■ Problem details:
Give back, unchanged, each line from the one containing "of the steep" through the last line of the entries below.

■ Entries from a point annotation set:

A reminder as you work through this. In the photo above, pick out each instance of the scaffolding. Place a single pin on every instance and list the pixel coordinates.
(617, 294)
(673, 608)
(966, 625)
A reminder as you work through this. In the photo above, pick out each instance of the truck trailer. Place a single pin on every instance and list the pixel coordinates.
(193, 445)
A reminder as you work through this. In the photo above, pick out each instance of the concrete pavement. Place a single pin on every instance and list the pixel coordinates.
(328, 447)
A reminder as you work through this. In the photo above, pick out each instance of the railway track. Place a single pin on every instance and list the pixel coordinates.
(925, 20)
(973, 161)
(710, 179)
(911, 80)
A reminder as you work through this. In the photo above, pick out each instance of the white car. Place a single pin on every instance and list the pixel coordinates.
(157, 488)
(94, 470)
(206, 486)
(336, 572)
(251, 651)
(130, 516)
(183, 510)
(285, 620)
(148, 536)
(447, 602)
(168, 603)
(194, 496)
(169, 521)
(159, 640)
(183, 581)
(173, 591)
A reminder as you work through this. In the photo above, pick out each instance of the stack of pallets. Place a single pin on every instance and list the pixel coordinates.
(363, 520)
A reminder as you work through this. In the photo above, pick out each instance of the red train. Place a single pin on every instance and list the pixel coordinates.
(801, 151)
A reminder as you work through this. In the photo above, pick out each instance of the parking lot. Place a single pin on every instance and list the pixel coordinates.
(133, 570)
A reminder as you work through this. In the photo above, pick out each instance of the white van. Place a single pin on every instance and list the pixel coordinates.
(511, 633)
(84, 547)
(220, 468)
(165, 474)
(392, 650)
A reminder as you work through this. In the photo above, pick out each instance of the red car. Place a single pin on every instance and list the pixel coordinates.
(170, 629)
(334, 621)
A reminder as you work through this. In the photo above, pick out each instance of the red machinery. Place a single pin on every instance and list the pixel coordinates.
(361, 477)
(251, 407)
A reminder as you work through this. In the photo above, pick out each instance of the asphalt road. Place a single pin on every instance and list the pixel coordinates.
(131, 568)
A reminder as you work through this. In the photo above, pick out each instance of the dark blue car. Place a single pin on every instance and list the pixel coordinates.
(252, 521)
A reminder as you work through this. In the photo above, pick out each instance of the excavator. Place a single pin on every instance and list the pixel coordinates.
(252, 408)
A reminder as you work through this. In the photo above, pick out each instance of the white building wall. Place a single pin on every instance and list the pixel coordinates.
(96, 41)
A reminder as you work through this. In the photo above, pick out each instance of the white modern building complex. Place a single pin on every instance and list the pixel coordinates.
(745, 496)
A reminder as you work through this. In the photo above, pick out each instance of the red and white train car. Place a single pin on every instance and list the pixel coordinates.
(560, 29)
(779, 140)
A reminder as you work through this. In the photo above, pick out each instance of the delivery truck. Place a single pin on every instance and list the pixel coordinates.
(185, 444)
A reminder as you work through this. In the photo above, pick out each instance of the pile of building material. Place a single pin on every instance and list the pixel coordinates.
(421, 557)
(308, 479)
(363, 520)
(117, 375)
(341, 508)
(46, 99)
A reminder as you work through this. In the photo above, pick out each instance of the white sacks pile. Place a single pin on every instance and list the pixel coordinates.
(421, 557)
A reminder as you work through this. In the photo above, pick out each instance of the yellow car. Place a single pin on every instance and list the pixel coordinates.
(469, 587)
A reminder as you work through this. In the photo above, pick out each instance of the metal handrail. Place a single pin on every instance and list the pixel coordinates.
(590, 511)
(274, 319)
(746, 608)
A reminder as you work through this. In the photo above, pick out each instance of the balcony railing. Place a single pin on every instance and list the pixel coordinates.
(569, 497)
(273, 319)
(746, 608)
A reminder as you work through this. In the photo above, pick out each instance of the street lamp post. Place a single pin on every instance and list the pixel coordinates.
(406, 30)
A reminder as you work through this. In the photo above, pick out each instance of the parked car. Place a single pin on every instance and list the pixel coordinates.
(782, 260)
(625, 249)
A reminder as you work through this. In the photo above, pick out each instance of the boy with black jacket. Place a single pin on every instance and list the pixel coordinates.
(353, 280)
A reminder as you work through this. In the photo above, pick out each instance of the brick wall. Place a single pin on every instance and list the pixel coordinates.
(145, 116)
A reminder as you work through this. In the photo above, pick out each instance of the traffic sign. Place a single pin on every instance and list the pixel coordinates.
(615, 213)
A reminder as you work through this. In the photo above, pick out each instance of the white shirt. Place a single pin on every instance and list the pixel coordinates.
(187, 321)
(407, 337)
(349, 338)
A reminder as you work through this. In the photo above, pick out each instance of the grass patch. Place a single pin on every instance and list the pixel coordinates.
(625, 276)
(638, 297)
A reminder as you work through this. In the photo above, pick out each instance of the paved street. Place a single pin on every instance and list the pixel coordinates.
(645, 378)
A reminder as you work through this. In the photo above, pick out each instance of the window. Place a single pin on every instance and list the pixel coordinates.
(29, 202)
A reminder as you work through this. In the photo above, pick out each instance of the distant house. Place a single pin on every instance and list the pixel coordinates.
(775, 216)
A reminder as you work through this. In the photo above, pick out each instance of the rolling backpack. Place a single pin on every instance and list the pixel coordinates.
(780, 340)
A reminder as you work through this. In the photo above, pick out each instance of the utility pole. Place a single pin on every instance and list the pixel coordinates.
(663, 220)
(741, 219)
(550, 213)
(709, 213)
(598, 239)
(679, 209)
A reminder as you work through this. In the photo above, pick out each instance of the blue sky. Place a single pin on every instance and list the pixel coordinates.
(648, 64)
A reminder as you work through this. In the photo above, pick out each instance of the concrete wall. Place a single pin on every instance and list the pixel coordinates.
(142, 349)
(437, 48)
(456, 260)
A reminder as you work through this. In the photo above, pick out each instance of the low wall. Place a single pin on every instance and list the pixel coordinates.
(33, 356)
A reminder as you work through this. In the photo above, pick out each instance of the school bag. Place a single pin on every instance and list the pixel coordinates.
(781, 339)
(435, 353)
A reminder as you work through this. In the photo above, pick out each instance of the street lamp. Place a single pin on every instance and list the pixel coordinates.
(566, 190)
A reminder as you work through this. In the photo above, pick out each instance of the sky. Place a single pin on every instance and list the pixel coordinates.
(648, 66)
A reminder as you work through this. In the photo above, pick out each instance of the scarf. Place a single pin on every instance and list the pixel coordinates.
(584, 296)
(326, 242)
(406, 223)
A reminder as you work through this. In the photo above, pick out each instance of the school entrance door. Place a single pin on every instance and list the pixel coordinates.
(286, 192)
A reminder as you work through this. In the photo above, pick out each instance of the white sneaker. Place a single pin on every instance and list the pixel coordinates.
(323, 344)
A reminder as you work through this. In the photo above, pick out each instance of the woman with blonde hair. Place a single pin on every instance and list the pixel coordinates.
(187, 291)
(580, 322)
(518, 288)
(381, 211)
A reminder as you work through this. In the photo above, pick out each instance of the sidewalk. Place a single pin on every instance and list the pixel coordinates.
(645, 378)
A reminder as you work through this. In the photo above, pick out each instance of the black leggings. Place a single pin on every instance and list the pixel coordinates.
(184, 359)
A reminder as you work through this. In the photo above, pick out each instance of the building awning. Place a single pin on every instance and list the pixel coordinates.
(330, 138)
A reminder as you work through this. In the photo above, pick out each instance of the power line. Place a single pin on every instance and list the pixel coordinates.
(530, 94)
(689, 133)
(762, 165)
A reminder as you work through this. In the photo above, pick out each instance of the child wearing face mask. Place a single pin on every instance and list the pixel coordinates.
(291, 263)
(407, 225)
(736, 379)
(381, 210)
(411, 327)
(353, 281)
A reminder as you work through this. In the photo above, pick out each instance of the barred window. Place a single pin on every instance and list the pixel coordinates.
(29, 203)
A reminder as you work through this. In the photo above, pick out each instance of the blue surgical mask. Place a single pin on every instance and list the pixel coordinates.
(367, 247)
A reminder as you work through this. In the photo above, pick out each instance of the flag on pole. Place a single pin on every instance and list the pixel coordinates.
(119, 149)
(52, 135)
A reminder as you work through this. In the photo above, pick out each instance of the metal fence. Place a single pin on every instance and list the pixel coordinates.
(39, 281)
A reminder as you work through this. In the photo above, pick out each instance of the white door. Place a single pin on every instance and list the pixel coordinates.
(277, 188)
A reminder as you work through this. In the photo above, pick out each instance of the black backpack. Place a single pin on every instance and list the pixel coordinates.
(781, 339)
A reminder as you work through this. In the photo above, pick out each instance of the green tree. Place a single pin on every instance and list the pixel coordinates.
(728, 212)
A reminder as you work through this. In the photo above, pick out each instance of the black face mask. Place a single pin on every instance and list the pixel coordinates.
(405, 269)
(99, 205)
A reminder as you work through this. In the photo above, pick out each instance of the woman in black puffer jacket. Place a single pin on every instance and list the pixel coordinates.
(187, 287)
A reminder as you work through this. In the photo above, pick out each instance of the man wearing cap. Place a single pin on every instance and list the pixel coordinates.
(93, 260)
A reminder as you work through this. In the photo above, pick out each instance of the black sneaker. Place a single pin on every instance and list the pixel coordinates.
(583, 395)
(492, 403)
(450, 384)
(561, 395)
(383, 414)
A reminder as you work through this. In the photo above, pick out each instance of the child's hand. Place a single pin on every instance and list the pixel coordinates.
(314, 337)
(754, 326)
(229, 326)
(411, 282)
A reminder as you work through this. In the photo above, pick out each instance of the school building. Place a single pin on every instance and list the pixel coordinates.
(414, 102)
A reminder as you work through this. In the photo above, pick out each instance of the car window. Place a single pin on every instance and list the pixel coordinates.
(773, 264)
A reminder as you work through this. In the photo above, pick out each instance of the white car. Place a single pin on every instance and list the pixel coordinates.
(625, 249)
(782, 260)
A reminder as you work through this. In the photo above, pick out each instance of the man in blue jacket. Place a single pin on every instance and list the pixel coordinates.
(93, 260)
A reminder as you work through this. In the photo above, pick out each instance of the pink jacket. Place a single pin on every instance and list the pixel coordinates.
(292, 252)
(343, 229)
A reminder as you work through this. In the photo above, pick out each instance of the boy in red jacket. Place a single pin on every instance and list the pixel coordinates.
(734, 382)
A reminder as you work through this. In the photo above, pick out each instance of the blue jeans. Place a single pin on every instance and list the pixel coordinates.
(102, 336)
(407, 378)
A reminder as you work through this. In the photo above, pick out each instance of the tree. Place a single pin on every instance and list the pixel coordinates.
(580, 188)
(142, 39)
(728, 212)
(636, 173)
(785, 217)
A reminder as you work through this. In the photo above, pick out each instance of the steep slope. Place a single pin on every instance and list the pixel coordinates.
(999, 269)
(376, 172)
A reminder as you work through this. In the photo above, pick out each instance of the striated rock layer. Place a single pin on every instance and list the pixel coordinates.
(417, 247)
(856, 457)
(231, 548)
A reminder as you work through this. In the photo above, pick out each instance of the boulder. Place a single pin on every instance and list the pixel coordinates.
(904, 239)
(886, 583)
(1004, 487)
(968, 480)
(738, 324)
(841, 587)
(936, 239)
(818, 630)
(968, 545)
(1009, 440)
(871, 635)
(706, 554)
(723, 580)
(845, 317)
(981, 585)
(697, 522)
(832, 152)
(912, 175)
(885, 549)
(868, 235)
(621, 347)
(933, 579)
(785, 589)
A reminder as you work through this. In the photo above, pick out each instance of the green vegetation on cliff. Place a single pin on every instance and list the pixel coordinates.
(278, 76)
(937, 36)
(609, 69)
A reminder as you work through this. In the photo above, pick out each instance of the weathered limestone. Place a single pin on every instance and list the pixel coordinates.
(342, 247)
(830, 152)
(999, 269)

■ Answer:
A reminder as you work through this. In the photo above, pick out each instance of the steep slope. Place a single pin on every instance and list the pixel coordinates.
(999, 269)
(376, 172)
A reminder as you work through this. In the photo above, pick out each instance of the striated rock layer. Place a single pin on every instance and list the pixel coordinates.
(417, 247)
(856, 457)
(231, 548)
A reminder as you work through this. In the photo above, pick out each instance of the boulder. Place a single pin on every instance and list the pixel coordinates.
(904, 239)
(886, 583)
(1004, 487)
(968, 480)
(738, 324)
(841, 587)
(936, 239)
(818, 630)
(968, 545)
(1009, 440)
(871, 635)
(706, 554)
(723, 580)
(845, 317)
(981, 585)
(697, 522)
(832, 152)
(912, 175)
(885, 549)
(868, 235)
(621, 347)
(933, 579)
(785, 589)
A reminder as you work through this. In the photo above, pick out each instance of the green vegetation on cliff. Place a single pin on every instance and list the pixel coordinates.
(278, 76)
(937, 36)
(609, 69)
A reminder as you work through this. In the photo above, pick out each instance of the weathered limestone. Place a single pin on every instance and list the pixel coordinates.
(342, 247)
(830, 152)
(999, 269)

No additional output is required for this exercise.